[REQUIRED TASK 1] Shorten the paragraph in the message on HTTP caching that begins "Agreed. Now why in the spec" into a short bulleted list that keeps its main facts.
[REQUIRED TASK 2] In the message on HTTP caching, retype everything from "Good point. Not" down to "with restricted readership.".

### EXCERPT

HTTP2: caching and copyright

Tim Berners-Lee (timbl@www3.cern.ch)
Fri, 8 Jan 93 17:42:32 +0100


These are comment son the second part of Dave's note.
They refer to the new HTTP spec and a hypertextversion of RFC850 which I made
in order to be able to cross-reference to it (and make it prettier).

> Caching
> -------
>

> It will be desirable to avoid overloading servers with popular documents by
> supporting a caching scheme at local servers (or even at browsers?). This
> implies that document headers should provide sufficient information to make
> this practical.

Like "Expires:" for example. See
http://info.cern.chhypertext/WWW/Protocols/HTTP/Object_Headers.html

...>

> o the document header should *always* include a "Date:" field giving
> the date it was last written to

Agreed. Now why in the spec did I say that Date: was the creation date?
In any event, we need last-modified as well as created dates. I chose
to use the existing Date: field of RFC 850 as the creation date.
I guess the modified date is more available, but if you are tracing things
the creation date is a better thing to file under. For a mail/news article
of course they are the same.

> o the "Expires:" field is optional

agreed.

> o the date values should be in a prescribed format to simplify
> machine interpretation (Is this adequately defined by existing
RFCs?)

agreed. yes it is, in RFC850: in

http://info.cern.ch/hypertext/WWW/Protocols/rfc850/rfc850.html#z10

(pretty soon we're going to HAVE to have hypertext mail!).

> I think that we need to provide an operation in which the server returns a
> document only if it is later that a date/time supplied with the request. If
> it is the same (or earlier) the server should return a suitable status code
> and an optional "Cost:" header, see below.

Need to look at NNTP here. We end up getting very close indeed to it.
I would want the functionalty of this search to map onto the NEWNEWS
very nicely. A newsgroup is just a hypertext list anyway.

> Note that servers shouln't cache documents with restricted readership since
> each server don't know the restrictions to apply. This requires a further
> header to identify such documents as being unsuitable for general caching:
>

> Distribution: restricted | unrestricted

Good point. Not the the distribution of other messages is in the form of
To: and Cc: and Newsgroup: and in fact Distribution:. (See
http://info.cern.ch/hypertext/WWW/Protocols/rfc850/rfc850.html#z12)
So you'll need a new fieldname. If we could only merge the functionality of
these systems in some cool way, it would be grand.

When looking at protection for more than just GET, I came up with the
Public: *<method>
Allow: *<method>
lines documented in the list of object headers I mentioned above.

> This header is only needed for documents with restricted readership.
> An dirty alternative would be to set the expiry date to the same value as
> supplied with the "Date:" header.

######
### INFORMATION SHOWN

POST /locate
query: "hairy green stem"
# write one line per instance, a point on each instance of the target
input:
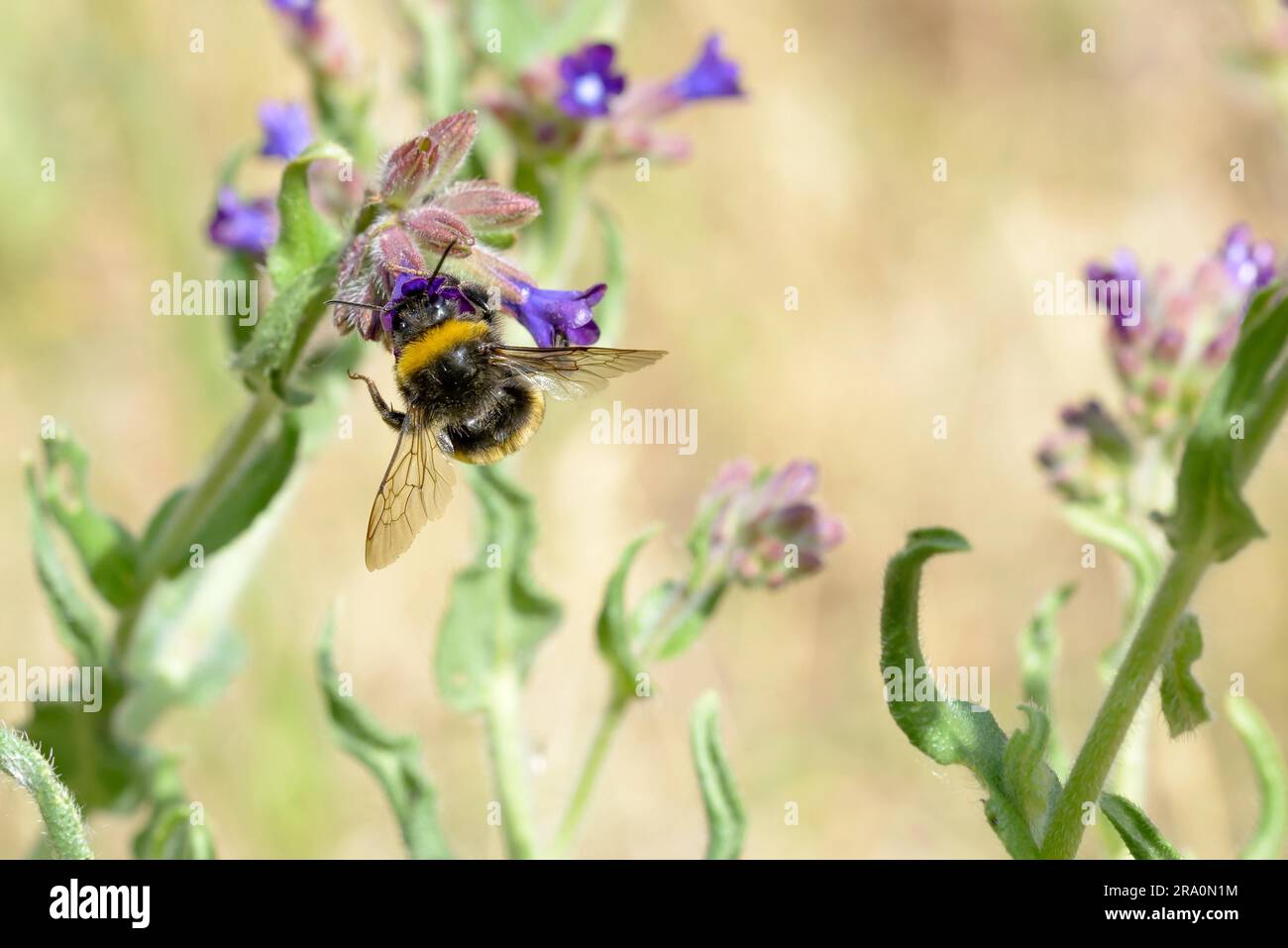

######
### INFORMATION SHOWN

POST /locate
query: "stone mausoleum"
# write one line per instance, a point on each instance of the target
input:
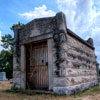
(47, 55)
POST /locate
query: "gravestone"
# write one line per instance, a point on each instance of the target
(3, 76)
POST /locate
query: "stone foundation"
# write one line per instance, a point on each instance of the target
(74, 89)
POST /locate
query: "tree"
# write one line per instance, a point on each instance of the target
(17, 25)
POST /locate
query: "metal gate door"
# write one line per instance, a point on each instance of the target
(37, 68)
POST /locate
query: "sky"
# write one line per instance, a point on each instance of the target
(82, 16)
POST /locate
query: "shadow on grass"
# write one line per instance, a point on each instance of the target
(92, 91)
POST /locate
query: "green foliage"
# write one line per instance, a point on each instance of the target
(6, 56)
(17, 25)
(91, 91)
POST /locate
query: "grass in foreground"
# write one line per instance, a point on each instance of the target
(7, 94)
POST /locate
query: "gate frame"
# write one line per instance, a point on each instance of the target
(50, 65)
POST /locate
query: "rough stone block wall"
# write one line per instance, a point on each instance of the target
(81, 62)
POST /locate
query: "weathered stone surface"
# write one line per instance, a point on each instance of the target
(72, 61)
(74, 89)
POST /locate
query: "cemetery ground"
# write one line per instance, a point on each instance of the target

######
### INFORMATION SHOWN

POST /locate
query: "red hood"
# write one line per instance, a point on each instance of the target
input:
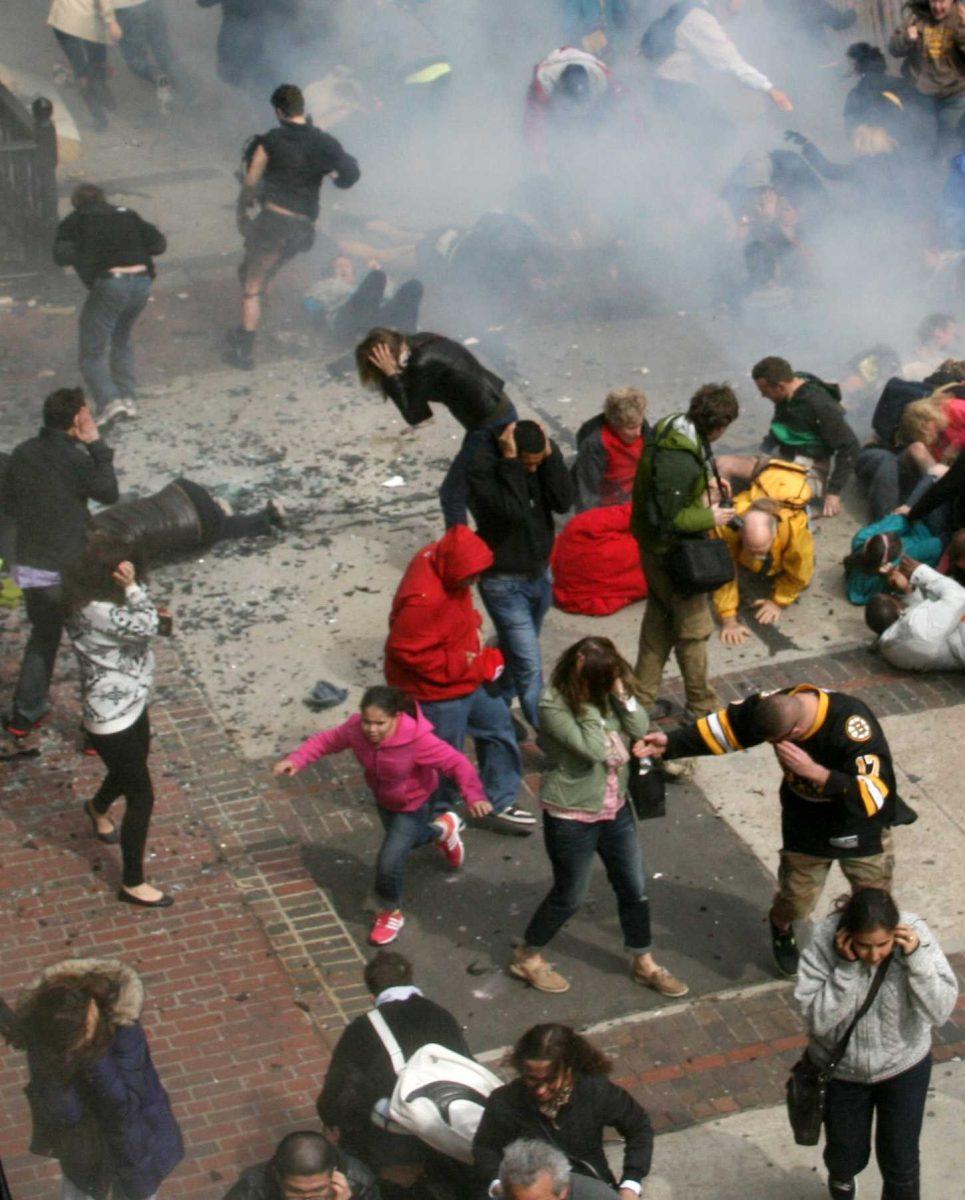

######

[WRITTEN SOLUTION 1]
- Agrees that the header should always include a "Date:" field.
- Asks why the spec called Date: the creation date.
- Says both last-modified and created dates are needed.
- The existing Date: field of RFC 850 was chosen as the creation date.
- The modified date is probably easier to get, but the creation date is better to file under when tracing things.
- For a mail or news article, the two dates are the same.

[WRITTEN SOLUTION 2]
Good point. Not the the distribution of other messages is in the form of
To: and Cc: and Newsgroup: and in fact Distribution:. (See
http://info.cern.ch/hypertext/WWW/Protocols/rfc850/rfc850.html#z12)
So you'll need a new fieldname. If we could only merge the functionality of
these systems in some cool way, it would be grand.

When looking at protection for more than just GET, I came up with the
Public: *<method>
Allow: *<method>
lines documented in the list of object headers I mentioned above.

> This header is only needed for documents with restricted readership.